**TESTO FORNITO**
La morte fetale in utero è una tragica conclusione di 4-12 gravidanze su 1000. Si parla di M.I.F., morte intrauterina fetale, quando la gravidanza supera le 22 settimane, precedentemente si parla invece di aborto spontaneo. Nel caso in cui la datazione della gravidanza sia sconosciuta ci si attiene al peso fetale: uguale o superiore a 500 gr si parla di morte in utero. Tra le possibili cause la principale responsabile è l’asfissia, proprio per l’impossibilità di prevenirla completamente.

Quando la gravidanza è complicata da patologie materne o fetali c’è un maggior rischio di morte fetale, per tale motivo anche un maggiore controllo. Le situazioni più a rischio sono:

  • Placenta previa centrale o distacco di placenta
  • Anomalie e malfunzionamenti placentari
  • Sindrome da trasfusione feto-fetale nella gravidanza gemellare
  • Preeclampsia-eclampsia
  • Diabete
  • Nefropatie
  • Patologie congenite del feto
  • Isoimmunizzazione da fattore Rh
  • Infezioni
  • Nodi veri
  • Nel 25,35% dei casi, tuttavia, le cause della morte rimangono sconosciute. Rappresentano fattori di rischio associabili anche il fumo, l’uso di sostanza stupefacenti e di alcol, la gravidanza multipla, il sesso maschile, il ritardo di crescita intrauterina e le precedenti morti intrauterine.

    Tra i sintomi che potrebbero preannunciare una morte intrauterina ci può essere una riduzione dei movimenti attivi fetali e segni clinici come anomalie al tracciato cardiotocografico e alla flussimetria. Ma restano numerosi i casi in cui la morte è silente, causata da asfissia improvvisa che non aveva precedentemente dato alcun sintomo.

**LAVORO RICHIESTO**
Estrai per intero il testo qui sopra sulla morte fetale in utero, riproducendolo parola per parola senza alcuna modifica.

[Voci memorizzate]
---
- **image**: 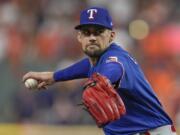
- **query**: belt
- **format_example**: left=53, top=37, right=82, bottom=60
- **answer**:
left=139, top=125, right=176, bottom=135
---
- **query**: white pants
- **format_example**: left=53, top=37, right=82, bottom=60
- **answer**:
left=135, top=125, right=177, bottom=135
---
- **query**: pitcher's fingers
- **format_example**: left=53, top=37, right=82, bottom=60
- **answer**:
left=37, top=81, right=47, bottom=89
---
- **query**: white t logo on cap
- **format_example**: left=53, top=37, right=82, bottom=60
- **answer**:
left=87, top=9, right=97, bottom=19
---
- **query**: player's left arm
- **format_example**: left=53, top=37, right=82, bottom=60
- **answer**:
left=97, top=56, right=125, bottom=84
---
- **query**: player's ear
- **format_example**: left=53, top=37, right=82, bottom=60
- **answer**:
left=109, top=31, right=116, bottom=42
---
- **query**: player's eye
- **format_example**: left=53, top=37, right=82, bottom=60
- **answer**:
left=81, top=30, right=91, bottom=36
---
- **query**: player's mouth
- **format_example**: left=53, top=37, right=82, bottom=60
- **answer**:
left=86, top=44, right=99, bottom=48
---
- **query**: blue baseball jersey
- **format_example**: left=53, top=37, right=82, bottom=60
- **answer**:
left=54, top=43, right=172, bottom=135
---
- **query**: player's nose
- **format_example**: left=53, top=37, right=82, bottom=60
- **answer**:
left=89, top=34, right=96, bottom=42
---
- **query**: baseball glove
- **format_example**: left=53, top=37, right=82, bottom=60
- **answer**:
left=82, top=73, right=126, bottom=127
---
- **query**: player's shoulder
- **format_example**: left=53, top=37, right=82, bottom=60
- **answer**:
left=102, top=43, right=129, bottom=59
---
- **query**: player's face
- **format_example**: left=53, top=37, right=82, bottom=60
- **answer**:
left=78, top=25, right=115, bottom=57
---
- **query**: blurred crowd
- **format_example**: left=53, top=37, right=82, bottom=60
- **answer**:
left=0, top=0, right=180, bottom=125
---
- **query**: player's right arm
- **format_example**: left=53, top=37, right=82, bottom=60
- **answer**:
left=23, top=58, right=91, bottom=89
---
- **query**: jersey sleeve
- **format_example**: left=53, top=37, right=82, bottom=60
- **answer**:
left=53, top=58, right=91, bottom=81
left=97, top=55, right=125, bottom=84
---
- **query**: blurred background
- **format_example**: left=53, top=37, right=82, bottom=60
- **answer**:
left=0, top=0, right=180, bottom=135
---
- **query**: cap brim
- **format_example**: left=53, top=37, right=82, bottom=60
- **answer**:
left=74, top=22, right=112, bottom=30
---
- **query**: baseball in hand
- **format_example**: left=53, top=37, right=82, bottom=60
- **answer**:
left=25, top=78, right=38, bottom=89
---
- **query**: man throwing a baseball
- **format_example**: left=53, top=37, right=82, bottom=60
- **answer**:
left=23, top=7, right=176, bottom=135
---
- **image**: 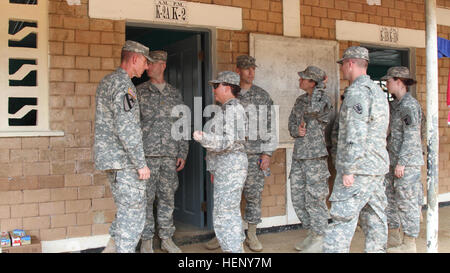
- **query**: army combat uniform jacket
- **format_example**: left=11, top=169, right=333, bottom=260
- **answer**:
left=288, top=88, right=332, bottom=159
left=137, top=81, right=189, bottom=160
left=387, top=93, right=424, bottom=166
left=94, top=68, right=147, bottom=170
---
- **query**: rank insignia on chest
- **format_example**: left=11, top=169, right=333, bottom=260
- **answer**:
left=353, top=103, right=363, bottom=115
left=123, top=93, right=136, bottom=112
left=402, top=115, right=411, bottom=125
left=128, top=87, right=136, bottom=99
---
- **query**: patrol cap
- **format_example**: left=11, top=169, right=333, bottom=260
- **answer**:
left=209, top=71, right=241, bottom=86
left=149, top=50, right=167, bottom=62
left=236, top=55, right=257, bottom=69
left=381, top=66, right=413, bottom=81
left=337, top=46, right=369, bottom=64
left=122, top=40, right=153, bottom=62
left=298, top=65, right=327, bottom=83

**RISULTATO DEL COMPITO**
La morte fetale in utero è una tragica conclusione di 4-12 gravidanze su 1000. Si parla di M.I.F., morte intrauterina fetale, quando la gravidanza supera le 22 settimane, precedentemente si parla invece di aborto spontaneo. Nel caso in cui la datazione della gravidanza sia sconosciuta ci si attiene al peso fetale: uguale o superiore a 500 gr si parla di morte in utero. Tra le possibili cause la principale responsabile è l’asfissia, proprio per l’impossibilità di prevenirla completamente.

Quando la gravidanza è complicata da patologie materne o fetali c’è un maggior rischio di morte fetale, per tale motivo anche un maggiore controllo. Le situazioni più a rischio sono:

  • Placenta previa centrale o distacco di placenta
  • Anomalie e malfunzionamenti placentari
  • Sindrome da trasfusione feto-fetale nella gravidanza gemellare
  • Preeclampsia-eclampsia
  • Diabete
  • Nefropatie
  • Patologie congenite del feto
  • Isoimmunizzazione da fattore Rh
  • Infezioni
  • Nodi veri
  • Nel 25,35% dei casi, tuttavia, le cause della morte rimangono sconosciute. Rappresentano fattori di rischio associabili anche il fumo, l’uso di sostanza stupefacenti e di alcol, la gravidanza multipla, il sesso maschile, il ritardo di crescita intrauterina e le precedenti morti intrauterine.

    Tra i sintomi che potrebbero preannunciare una morte intrauterina ci può essere una riduzione dei movimenti attivi fetali e segni clinici come anomalie al tracciato cardiotocografico e alla flussimetria. Ma restano numerosi i casi in cui la morte è silente, causata da asfissia improvvisa che non aveva precedentemente dato alcun sintomo.